-------- PAGE

Is it mainstream?

Let $f(x) = \displaystyle \sum_{i=0}^n a_ix^i$ where $a_n \neq 0$ . In this form the condition above looks like $\displaystyle \sum_{i=0}^n a_ix^i + \displaystyle \sum_{i=0}^n a_ix^{-i} = (\displaystyle \sum_{i=0}^n a_ix^i) \cdot (\displaystyle \sum_{i=0}^n a_ix^{-i})$ .

Clearly f is not a constant function, otherwise we would have $f(x) = f(7) = 2402$ and $2 \cdot 2402 = 2402^2$ from the condition, which is a contradiction. This means that $n \geq 1$ .

Observe that on the left side for every $i \geq 0$ the coefficient of $x^i$ is $a_i$ . If we evaluate the product on the right side we can see that for an $i \geq 0$ the exponent of x in the result will be $i$ if and only if we multiply together the terms in the form $a_{k+i}x^{k+i}$ and $a_kx^{-k}$ for $0 \leq k \leq n-i$ . Thus for every $i \geq 0$ the coefficient of $x^i$ will be $\displaystyle \sum_{k=0}^{n-i} a_{k+i}a_k$ . Two polynomials are equal if and only if all the respective coefficients are equal, hence we obtain $a_i = \displaystyle \sum_{k=0}^{n-i} a_{k+i}a_k$ for every $0 \leq i \leq n$ . (1)

----------------

TASK GOAL:
Can you continue the polynomial solution from the line ending in "(1)"?

-------- DATASET EXTRACT

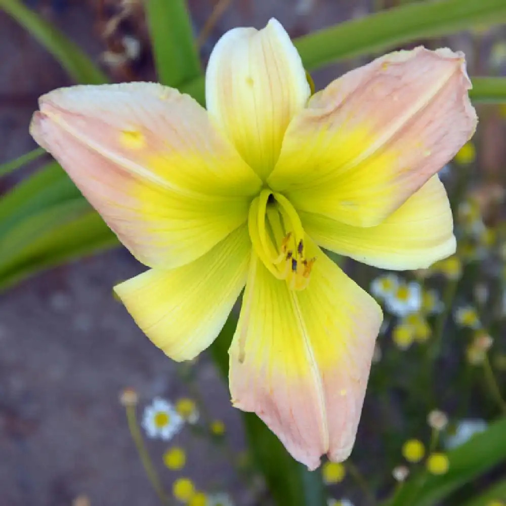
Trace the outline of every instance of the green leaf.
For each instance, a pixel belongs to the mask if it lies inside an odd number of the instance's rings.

----------------
-------- DATASET EXTRACT

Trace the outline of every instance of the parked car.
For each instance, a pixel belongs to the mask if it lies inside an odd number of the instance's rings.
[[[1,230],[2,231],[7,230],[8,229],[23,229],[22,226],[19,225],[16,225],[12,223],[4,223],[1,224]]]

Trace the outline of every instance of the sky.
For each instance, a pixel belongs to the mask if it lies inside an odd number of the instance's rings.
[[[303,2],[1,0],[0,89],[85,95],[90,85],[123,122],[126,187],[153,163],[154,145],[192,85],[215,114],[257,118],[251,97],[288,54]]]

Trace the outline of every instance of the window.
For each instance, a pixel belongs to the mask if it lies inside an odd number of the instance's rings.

----------------
-------- DATASET EXTRACT

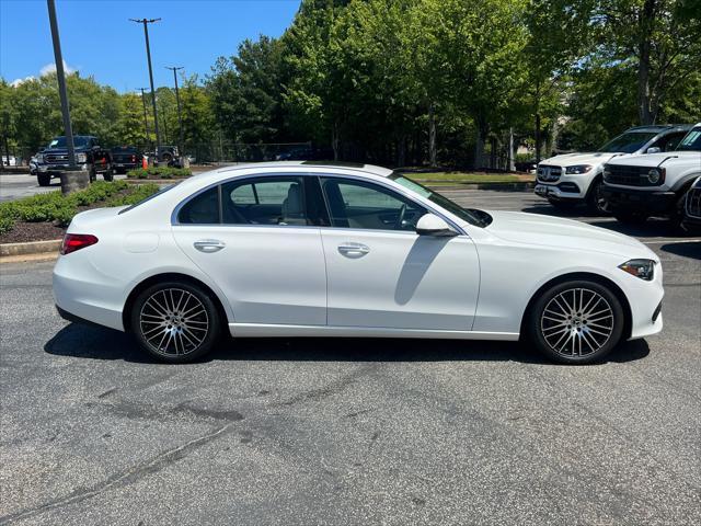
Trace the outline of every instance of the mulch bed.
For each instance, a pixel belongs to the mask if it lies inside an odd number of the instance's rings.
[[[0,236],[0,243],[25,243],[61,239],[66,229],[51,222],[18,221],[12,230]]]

----------------

THE OUTPUT:
Considering the last equation with $i = n$ we get $a_n = a_na_0$ , which implies $a_0 = 1$ . Next we are going to show by induction that $a_i = 0$ for every $0 < i < n$ . Using equation (1) for $i = n-1$ we obtain $a_{n-1} = a_na_1 + a_{n-1}a_0$ . From $a_0 = 1$ we can deduce that $a_na_1 = 0$ hence $a_1 = 0$ since $a_n \neq 0$ . Assume by induction that our claim is true for every $0 < i < j$ . Then applying (1) to $n-j$ leads us to $a_{n-j} = \displaystyle \sum_{k=0}^{j} a_{k+n-j}a_k$ where our induction hypothesis yields the terms for $0 < k < j$ to be 0, so the equation can be simplified into the form $a_{n-j} = a_na_j + a_{n-j}$ which implies $a_j = 0$ in view of $a_n \neq 0$ . Henceforth our induction is complete.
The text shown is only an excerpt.